EXERCISE INSTRUCTIONS:
[a] Answer these questions from the text about the Thalians, one answer per line, marked as the questions are:
(i) In what month and year did the founding group get together?
(ii) After which Greek goddess is the group named?
(iii) How much money has the group raised, and for what kind of charities?
[b] Name everyone whom the text about the Thalians lists as getting together in May 1955.
[c] Reproduce word for word the part of the text about the Thalians that opens with the words containing "In May 1955, Nicky" and closes with "mental health charities.".

EXCERPT TO READ:
In May 1955, Nicky Blair, Hugh O’Brian, Jack Haley Jr. and Margaret Whiting, among others, got together to change the image of young Hollywood.
“They were tired of having this reputation of being pot-smoking, hard-drinking assholes with nothing to contribute to society except more tabloid news about their divorces and affairs,” says silver screen grand dame Ruta Lee, who soon joined their endeavors. “So they decided to give something back.”
They called themselves the Thalians, after Thailia, the Greek goddess of comedy, and have since raised over $30 million for mental health charities.
But the Thalians, one of Hollywood’s oldest philanthropic groups, is in serious danger of disappearing.
Lee, who has since become chairwoman of the Thalians, says “(Thalian president Debbie Reynolds) and I can’t find anyone young in Hollywood to take over the organization — and we’re going to die soon. We can’t even get young Hollywood to help out in our shows. It used to be I would pick up the phone and call Frank Sinatra and he said, ‘Sure, no problem.’ Now, trying to get a hold of anyone is impossible.”

[Image-grounded pointing rows]
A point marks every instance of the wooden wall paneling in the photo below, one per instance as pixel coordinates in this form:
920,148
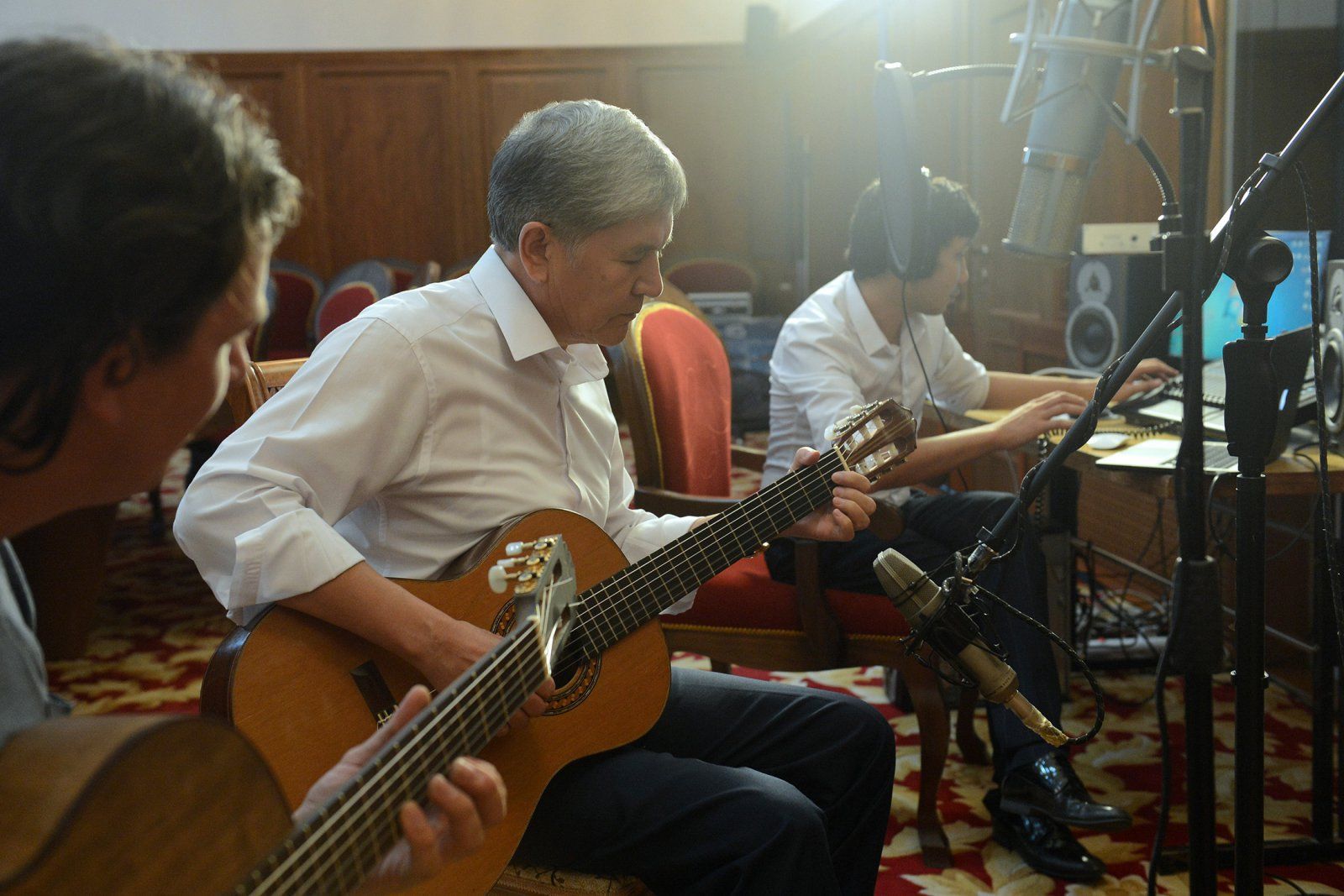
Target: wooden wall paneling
504,85
387,139
832,107
832,113
711,110
275,83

RESPONSES BY TASK:
[a]
(i) May 1955
(ii) Thailia, the Greek goddess of comedy
(iii) Over $30 million, for mental health charities

[b] Nicky Blair, Hugh O’Brian, Jack Haley Jr., Margaret Whiting

[c]
In May 1955, Nicky Blair, Hugh O’Brian, Jack Haley Jr. and Margaret Whiting, among others, got together to change the image of young Hollywood.
“They were tired of having this reputation of being pot-smoking, hard-drinking assholes with nothing to contribute to society except more tabloid news about their divorces and affairs,” says silver screen grand dame Ruta Lee, who soon joined their endeavors. “So they decided to give something back.”
They called themselves the Thalians, after Thailia, the Greek goddess of comedy, and have since raised over $30 million for mental health charities.